→ **What is expected**
What lines in the records below contain the string "foreground"? Copy every one.

[Data records]
· · ·
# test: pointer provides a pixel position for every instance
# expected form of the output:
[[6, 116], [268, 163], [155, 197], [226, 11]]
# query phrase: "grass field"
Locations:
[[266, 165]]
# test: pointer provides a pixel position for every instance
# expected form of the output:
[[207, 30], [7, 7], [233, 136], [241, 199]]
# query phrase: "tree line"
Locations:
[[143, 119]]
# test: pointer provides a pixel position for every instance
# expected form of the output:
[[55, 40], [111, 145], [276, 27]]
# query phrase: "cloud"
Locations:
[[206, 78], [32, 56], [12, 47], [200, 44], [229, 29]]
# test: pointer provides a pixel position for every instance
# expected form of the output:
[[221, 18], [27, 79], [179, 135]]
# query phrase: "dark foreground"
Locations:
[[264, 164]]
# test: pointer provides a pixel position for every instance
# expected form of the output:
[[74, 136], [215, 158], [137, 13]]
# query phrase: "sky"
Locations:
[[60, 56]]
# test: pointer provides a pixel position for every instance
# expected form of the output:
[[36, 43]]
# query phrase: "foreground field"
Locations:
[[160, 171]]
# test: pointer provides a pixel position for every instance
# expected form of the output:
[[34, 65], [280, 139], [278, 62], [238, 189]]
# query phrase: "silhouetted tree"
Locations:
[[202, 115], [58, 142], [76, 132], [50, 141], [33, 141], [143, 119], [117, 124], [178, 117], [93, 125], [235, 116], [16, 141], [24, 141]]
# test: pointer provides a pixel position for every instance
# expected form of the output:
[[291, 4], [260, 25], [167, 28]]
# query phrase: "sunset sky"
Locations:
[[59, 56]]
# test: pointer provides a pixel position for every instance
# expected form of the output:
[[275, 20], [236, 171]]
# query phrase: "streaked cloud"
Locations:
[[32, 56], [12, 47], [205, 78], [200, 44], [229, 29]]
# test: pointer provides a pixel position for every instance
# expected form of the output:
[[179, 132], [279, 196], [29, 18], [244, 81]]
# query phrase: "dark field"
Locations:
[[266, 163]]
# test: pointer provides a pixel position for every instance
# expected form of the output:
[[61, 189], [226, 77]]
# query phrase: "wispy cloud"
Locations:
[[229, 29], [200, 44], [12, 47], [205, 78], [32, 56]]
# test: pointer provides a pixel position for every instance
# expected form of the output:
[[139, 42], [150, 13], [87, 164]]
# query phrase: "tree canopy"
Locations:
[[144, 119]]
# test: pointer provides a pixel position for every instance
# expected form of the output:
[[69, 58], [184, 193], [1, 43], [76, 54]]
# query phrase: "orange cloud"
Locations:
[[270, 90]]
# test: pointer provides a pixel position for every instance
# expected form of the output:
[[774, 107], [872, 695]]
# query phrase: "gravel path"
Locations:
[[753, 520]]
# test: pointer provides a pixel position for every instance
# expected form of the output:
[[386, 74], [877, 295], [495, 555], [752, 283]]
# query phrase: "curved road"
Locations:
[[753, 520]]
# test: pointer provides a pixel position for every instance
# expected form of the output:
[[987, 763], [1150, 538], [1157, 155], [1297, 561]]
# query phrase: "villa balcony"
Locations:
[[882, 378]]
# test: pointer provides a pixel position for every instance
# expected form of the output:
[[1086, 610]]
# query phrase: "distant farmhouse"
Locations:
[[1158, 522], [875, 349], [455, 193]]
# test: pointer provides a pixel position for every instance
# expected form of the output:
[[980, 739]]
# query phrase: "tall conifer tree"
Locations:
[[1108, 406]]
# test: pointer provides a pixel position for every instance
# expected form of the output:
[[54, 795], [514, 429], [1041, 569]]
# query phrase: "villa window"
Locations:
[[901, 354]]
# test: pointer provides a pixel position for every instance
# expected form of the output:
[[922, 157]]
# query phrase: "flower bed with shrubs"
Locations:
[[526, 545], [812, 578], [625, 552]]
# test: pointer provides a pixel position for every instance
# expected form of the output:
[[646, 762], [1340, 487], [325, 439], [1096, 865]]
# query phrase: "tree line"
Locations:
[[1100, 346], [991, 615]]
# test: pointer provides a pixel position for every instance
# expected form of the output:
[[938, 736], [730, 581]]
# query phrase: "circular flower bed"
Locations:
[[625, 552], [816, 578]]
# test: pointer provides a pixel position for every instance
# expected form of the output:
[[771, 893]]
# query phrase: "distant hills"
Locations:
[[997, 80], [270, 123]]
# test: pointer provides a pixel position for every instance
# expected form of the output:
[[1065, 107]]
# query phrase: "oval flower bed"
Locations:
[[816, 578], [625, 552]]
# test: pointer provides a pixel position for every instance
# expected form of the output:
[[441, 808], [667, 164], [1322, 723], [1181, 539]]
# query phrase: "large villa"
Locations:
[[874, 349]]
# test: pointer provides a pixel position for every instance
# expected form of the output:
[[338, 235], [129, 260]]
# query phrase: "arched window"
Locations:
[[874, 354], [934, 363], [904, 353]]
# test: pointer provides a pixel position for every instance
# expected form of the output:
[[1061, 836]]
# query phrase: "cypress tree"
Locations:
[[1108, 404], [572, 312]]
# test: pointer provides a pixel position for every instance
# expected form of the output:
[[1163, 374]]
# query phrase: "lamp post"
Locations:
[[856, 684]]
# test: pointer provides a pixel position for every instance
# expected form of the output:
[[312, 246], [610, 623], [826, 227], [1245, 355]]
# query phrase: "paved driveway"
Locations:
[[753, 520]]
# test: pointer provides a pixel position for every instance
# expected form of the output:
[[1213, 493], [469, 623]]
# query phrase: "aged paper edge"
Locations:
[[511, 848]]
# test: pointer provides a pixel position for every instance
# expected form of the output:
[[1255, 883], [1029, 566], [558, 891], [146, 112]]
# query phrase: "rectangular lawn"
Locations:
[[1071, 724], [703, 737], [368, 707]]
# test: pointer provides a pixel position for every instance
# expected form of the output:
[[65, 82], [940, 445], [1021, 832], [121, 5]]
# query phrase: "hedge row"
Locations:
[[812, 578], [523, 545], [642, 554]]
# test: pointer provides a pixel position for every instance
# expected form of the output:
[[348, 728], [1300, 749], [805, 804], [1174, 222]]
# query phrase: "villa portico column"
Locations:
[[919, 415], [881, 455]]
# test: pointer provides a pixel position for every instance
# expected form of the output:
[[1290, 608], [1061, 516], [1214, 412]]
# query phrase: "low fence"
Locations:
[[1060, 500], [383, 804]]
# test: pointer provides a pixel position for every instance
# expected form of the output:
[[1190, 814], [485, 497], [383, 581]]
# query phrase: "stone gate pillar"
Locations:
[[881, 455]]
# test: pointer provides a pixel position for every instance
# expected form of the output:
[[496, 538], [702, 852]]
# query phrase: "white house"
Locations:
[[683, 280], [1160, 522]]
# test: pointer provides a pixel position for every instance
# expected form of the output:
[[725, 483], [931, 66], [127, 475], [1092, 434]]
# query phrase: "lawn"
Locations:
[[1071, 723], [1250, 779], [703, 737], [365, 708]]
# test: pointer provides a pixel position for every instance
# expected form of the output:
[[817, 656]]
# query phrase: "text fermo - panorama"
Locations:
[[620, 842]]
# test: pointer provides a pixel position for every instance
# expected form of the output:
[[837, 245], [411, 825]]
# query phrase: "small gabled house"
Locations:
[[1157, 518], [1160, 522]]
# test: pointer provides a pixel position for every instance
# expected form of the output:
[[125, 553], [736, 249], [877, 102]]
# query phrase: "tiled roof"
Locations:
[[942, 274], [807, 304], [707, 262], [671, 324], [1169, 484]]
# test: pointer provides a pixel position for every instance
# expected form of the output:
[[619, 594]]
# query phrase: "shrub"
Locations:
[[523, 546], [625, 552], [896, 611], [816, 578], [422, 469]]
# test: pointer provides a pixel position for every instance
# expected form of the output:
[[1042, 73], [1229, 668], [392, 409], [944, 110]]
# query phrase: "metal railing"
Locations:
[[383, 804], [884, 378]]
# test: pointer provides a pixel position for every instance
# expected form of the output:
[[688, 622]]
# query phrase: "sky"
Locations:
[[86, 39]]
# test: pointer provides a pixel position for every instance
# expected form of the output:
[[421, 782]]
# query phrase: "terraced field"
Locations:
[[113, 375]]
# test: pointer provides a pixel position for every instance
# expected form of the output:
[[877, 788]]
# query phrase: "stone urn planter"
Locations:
· · ·
→ **Output for this exercise**
# query phrase: "dark foreground"
# query phrase: "foreground field"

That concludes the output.